→ GIVEN TEXT
The main thing to note when starting a Nordic diet is what is in season. Seasonal food, in theory, is grown, picked and sold at the peak of its season.

That means it tends to retain most of its health benefits, and has fewer growing agents. It is also at the peak of its supply, so it is cheaper for farmers – and, therefore, cheaper for you.

SPRING 

Berries

Melons

Cherries

Peaches

Broccoli

Asparagus

Fennel

Artichokes

SUMMER  

Apples

Grapes

Mangoes

Watermelons

Aubergine

Corn

Courgette 

Bell peppers

AUTUMN

Cranberries

Pomegranates

Coconut

Pears 

Butternut squash

Cauliflower

Mushrooms

Swiss chard

WINTER  

Kiwi

Pineapple

Dates

Grapefruit

Brussels sprouts

Cabbage

Carrots

Celery

Cut out processed foods 

Tamara Willner, nutritionist at NHS-backed healthy eating plan Second Nature, says that the biggest benefit of the Nordic diet is that it excludes ultra-processed foods such as cakes, crisps, chocolate, and fizzy drinks. 

How it works on a budget 

Root vegetables are cheaper 

Seasonal vegetables tend to be cheaper as they aren’t being imported. It is also worth thinking about growing your own produce, if you have space and time.

→ SUPPLIED ENTRIES
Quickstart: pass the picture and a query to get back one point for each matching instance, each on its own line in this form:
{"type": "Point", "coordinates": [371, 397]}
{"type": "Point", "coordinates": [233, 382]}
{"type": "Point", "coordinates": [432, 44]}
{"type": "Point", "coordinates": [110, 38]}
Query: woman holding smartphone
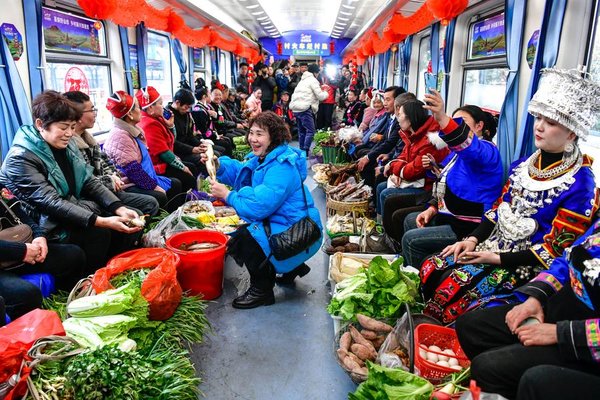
{"type": "Point", "coordinates": [548, 201]}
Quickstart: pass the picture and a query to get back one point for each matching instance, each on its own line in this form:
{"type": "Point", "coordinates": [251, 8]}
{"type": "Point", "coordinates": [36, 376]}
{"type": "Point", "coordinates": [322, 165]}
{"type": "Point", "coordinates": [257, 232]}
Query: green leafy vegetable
{"type": "Point", "coordinates": [392, 384]}
{"type": "Point", "coordinates": [378, 291]}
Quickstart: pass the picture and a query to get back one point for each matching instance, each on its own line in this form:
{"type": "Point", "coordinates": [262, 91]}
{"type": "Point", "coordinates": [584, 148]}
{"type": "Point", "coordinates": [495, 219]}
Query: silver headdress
{"type": "Point", "coordinates": [567, 98]}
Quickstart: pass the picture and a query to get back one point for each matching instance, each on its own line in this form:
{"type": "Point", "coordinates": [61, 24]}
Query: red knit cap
{"type": "Point", "coordinates": [119, 104]}
{"type": "Point", "coordinates": [147, 96]}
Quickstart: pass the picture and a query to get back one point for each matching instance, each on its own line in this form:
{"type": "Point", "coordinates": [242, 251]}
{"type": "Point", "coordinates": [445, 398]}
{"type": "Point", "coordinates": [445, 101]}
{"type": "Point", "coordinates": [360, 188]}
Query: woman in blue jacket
{"type": "Point", "coordinates": [266, 186]}
{"type": "Point", "coordinates": [467, 184]}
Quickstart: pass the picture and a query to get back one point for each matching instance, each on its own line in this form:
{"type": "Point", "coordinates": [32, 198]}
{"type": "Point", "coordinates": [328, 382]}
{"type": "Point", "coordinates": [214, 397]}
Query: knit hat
{"type": "Point", "coordinates": [120, 103]}
{"type": "Point", "coordinates": [314, 68]}
{"type": "Point", "coordinates": [567, 98]}
{"type": "Point", "coordinates": [147, 96]}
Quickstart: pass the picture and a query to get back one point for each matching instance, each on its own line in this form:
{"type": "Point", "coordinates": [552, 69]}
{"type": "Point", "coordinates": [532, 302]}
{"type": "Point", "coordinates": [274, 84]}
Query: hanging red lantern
{"type": "Point", "coordinates": [98, 9]}
{"type": "Point", "coordinates": [446, 10]}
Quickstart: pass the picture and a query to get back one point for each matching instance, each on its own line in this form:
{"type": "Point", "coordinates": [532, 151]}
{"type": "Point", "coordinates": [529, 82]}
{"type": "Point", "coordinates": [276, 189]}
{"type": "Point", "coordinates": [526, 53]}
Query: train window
{"type": "Point", "coordinates": [91, 79]}
{"type": "Point", "coordinates": [158, 65]}
{"type": "Point", "coordinates": [76, 59]}
{"type": "Point", "coordinates": [485, 88]}
{"type": "Point", "coordinates": [424, 65]}
{"type": "Point", "coordinates": [486, 70]}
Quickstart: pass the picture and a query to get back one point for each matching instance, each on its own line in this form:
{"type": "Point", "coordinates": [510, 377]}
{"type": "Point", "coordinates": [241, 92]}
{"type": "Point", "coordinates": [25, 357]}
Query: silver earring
{"type": "Point", "coordinates": [569, 147]}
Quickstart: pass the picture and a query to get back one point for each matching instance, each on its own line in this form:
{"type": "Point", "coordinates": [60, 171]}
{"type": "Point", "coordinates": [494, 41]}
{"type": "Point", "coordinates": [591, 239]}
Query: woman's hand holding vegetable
{"type": "Point", "coordinates": [116, 223]}
{"type": "Point", "coordinates": [43, 245]}
{"type": "Point", "coordinates": [537, 335]}
{"type": "Point", "coordinates": [424, 217]}
{"type": "Point", "coordinates": [218, 189]}
{"type": "Point", "coordinates": [479, 257]}
{"type": "Point", "coordinates": [458, 249]}
{"type": "Point", "coordinates": [531, 308]}
{"type": "Point", "coordinates": [435, 104]}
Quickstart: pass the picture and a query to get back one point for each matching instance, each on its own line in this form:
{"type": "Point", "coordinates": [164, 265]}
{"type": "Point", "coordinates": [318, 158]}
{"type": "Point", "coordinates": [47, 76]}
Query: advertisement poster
{"type": "Point", "coordinates": [532, 47]}
{"type": "Point", "coordinates": [69, 33]}
{"type": "Point", "coordinates": [135, 75]}
{"type": "Point", "coordinates": [76, 80]}
{"type": "Point", "coordinates": [13, 39]}
{"type": "Point", "coordinates": [487, 38]}
{"type": "Point", "coordinates": [198, 59]}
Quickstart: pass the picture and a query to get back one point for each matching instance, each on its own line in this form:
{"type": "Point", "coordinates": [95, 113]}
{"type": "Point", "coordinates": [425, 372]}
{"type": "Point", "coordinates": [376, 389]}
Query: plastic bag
{"type": "Point", "coordinates": [160, 288]}
{"type": "Point", "coordinates": [176, 222]}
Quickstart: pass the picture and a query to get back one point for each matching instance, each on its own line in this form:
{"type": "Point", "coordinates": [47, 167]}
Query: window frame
{"type": "Point", "coordinates": [57, 57]}
{"type": "Point", "coordinates": [170, 52]}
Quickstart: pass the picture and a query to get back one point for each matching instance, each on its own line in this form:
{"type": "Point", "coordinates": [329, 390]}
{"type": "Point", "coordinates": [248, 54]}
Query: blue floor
{"type": "Point", "coordinates": [280, 352]}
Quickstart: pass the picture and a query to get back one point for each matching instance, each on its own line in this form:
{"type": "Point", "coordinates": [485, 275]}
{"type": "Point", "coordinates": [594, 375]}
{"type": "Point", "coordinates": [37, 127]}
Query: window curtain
{"type": "Point", "coordinates": [32, 10]}
{"type": "Point", "coordinates": [14, 108]}
{"type": "Point", "coordinates": [234, 70]}
{"type": "Point", "coordinates": [545, 57]}
{"type": "Point", "coordinates": [405, 61]}
{"type": "Point", "coordinates": [126, 58]}
{"type": "Point", "coordinates": [434, 47]}
{"type": "Point", "coordinates": [191, 69]}
{"type": "Point", "coordinates": [448, 44]}
{"type": "Point", "coordinates": [141, 34]}
{"type": "Point", "coordinates": [179, 57]}
{"type": "Point", "coordinates": [514, 24]}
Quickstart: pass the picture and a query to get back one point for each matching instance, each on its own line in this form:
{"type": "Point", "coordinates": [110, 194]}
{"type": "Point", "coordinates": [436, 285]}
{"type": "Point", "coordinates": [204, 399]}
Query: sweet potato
{"type": "Point", "coordinates": [378, 341]}
{"type": "Point", "coordinates": [369, 335]}
{"type": "Point", "coordinates": [345, 341]}
{"type": "Point", "coordinates": [356, 358]}
{"type": "Point", "coordinates": [358, 338]}
{"type": "Point", "coordinates": [363, 352]}
{"type": "Point", "coordinates": [350, 364]}
{"type": "Point", "coordinates": [372, 324]}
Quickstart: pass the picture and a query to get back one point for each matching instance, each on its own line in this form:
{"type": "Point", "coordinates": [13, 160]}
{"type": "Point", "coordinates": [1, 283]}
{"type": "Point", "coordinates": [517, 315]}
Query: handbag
{"type": "Point", "coordinates": [296, 238]}
{"type": "Point", "coordinates": [17, 232]}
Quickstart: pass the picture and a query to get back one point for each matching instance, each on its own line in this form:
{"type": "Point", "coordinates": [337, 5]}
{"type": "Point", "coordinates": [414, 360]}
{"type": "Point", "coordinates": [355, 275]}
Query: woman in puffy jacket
{"type": "Point", "coordinates": [45, 170]}
{"type": "Point", "coordinates": [260, 196]}
{"type": "Point", "coordinates": [127, 148]}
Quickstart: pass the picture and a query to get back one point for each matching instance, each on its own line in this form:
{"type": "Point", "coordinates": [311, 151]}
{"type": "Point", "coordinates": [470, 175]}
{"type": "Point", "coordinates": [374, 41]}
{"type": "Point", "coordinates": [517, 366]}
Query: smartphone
{"type": "Point", "coordinates": [430, 82]}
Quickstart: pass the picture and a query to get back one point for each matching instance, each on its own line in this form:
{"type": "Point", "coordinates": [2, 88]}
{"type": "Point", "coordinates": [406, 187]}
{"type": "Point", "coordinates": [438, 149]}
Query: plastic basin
{"type": "Point", "coordinates": [200, 272]}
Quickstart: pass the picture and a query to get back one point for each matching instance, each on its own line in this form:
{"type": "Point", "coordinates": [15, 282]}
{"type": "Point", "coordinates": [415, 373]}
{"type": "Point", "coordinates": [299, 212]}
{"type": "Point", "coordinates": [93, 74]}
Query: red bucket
{"type": "Point", "coordinates": [200, 272]}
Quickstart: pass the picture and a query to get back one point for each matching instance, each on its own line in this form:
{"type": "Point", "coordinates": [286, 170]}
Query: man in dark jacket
{"type": "Point", "coordinates": [387, 140]}
{"type": "Point", "coordinates": [266, 83]}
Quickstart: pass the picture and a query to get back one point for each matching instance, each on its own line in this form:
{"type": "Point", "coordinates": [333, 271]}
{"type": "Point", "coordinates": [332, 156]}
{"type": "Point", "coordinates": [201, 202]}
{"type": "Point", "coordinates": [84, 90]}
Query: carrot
{"type": "Point", "coordinates": [372, 324]}
{"type": "Point", "coordinates": [363, 352]}
{"type": "Point", "coordinates": [369, 335]}
{"type": "Point", "coordinates": [345, 341]}
{"type": "Point", "coordinates": [358, 338]}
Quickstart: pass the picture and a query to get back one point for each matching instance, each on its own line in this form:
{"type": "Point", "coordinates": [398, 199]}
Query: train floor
{"type": "Point", "coordinates": [280, 352]}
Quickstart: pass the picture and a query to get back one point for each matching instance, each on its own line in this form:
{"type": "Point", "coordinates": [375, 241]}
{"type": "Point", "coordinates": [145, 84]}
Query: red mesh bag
{"type": "Point", "coordinates": [160, 288]}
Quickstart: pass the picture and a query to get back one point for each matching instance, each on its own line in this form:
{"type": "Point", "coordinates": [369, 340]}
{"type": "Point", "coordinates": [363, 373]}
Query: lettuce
{"type": "Point", "coordinates": [378, 291]}
{"type": "Point", "coordinates": [392, 384]}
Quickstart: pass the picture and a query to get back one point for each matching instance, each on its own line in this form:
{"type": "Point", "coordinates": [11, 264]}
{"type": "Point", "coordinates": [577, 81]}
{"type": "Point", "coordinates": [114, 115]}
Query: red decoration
{"type": "Point", "coordinates": [98, 9]}
{"type": "Point", "coordinates": [446, 10]}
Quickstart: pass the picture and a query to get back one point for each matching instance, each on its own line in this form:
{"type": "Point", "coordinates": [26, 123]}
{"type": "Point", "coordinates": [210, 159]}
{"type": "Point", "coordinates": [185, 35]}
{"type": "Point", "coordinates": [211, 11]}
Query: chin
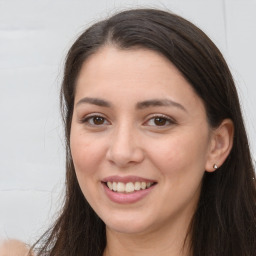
{"type": "Point", "coordinates": [128, 225]}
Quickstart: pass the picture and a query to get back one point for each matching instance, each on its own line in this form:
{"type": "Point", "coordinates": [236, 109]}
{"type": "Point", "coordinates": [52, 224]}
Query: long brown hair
{"type": "Point", "coordinates": [224, 223]}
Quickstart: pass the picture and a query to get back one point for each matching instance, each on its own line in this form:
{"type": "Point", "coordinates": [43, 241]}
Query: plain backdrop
{"type": "Point", "coordinates": [34, 38]}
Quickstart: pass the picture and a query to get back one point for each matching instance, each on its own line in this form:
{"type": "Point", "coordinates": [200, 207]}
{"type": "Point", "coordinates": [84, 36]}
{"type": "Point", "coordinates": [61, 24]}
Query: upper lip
{"type": "Point", "coordinates": [126, 179]}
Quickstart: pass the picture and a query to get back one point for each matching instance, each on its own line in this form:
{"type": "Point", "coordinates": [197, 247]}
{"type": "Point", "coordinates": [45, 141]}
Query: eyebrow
{"type": "Point", "coordinates": [159, 103]}
{"type": "Point", "coordinates": [94, 101]}
{"type": "Point", "coordinates": [139, 105]}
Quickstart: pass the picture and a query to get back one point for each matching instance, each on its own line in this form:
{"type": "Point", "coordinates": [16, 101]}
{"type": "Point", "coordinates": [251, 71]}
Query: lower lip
{"type": "Point", "coordinates": [127, 198]}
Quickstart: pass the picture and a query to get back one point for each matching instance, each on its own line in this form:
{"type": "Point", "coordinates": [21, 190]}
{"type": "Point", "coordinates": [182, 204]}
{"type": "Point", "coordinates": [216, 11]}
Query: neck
{"type": "Point", "coordinates": [171, 241]}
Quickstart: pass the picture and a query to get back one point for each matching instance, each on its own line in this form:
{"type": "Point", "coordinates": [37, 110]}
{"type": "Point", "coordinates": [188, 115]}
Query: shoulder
{"type": "Point", "coordinates": [14, 247]}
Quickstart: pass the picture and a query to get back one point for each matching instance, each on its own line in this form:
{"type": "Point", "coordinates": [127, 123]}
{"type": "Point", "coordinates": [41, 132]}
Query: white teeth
{"type": "Point", "coordinates": [128, 187]}
{"type": "Point", "coordinates": [137, 185]}
{"type": "Point", "coordinates": [114, 187]}
{"type": "Point", "coordinates": [120, 187]}
{"type": "Point", "coordinates": [143, 185]}
{"type": "Point", "coordinates": [110, 185]}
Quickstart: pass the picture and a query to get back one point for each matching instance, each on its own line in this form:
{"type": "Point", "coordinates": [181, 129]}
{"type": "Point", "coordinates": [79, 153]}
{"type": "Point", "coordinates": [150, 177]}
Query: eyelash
{"type": "Point", "coordinates": [163, 118]}
{"type": "Point", "coordinates": [92, 117]}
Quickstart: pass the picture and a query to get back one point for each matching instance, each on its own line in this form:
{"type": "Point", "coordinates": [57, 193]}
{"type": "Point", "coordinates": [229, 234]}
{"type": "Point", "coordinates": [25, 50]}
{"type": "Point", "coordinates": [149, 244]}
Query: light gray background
{"type": "Point", "coordinates": [34, 38]}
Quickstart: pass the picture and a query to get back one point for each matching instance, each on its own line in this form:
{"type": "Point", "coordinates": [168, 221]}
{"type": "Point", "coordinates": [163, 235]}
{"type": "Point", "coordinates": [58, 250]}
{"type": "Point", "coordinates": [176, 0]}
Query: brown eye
{"type": "Point", "coordinates": [98, 120]}
{"type": "Point", "coordinates": [95, 120]}
{"type": "Point", "coordinates": [160, 121]}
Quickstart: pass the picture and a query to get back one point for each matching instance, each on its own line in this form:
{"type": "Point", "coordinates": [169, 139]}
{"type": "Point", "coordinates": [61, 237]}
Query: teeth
{"type": "Point", "coordinates": [128, 187]}
{"type": "Point", "coordinates": [114, 187]}
{"type": "Point", "coordinates": [137, 185]}
{"type": "Point", "coordinates": [120, 187]}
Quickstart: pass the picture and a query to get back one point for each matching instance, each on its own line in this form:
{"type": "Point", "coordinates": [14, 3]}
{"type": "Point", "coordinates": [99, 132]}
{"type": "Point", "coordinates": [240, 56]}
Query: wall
{"type": "Point", "coordinates": [34, 38]}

→ TASK PROMPT
Can you continue the Nordic diet article from its final sentence? You won't need the entries.

→ WRITTEN RESPONSE
The winter vegetables suggested in the Nordic diet, such as cabbage, kale and broccoli do tend to cost less than summer vegetables.  

Use your freezer

If you buy seasonally, you can afford to stretch your money further, so why not bulk buy summer berries and then freeze them for winter. 

Freezing fruit and vegetables, is a good trick, as the produce retains its vitamins and minerals.  

Think canned fish 

Canned fish, such as salmon, herring, mackerel and sardines are great tasty choices. 

The provide the same healthy omega 3 fats you need at a much lower price. It’s also worth thinking about frozen fish too. 

Consider your carbs

The cost of pasta has increased by 50 per cent this year, so it’s worth thinking about other forms of carbohydrate. 

The Nordic diet champions whole grains, beans/lentils and plants, all of which are high in fiber, keep you fuller for longer, and cost less. 

‘Any diet that excludes these foods, and focuses on building meals from whole foods will be a healthier option than the average western diet that we consume,’ she said.

Embrace fermented foods

Scandinavia is known for its fermenting. The first evidence of fermenting was found on the east coast of Sweden some time between 3000 BC and 6000 BC.

Fermented food is getting a lot of attention from nutritionists at the moment because of its link to gut health. 

Tamara explained: ‘Our gut hosts a huge number of gut microbes that feed off the foods we eat and produce more bacteria.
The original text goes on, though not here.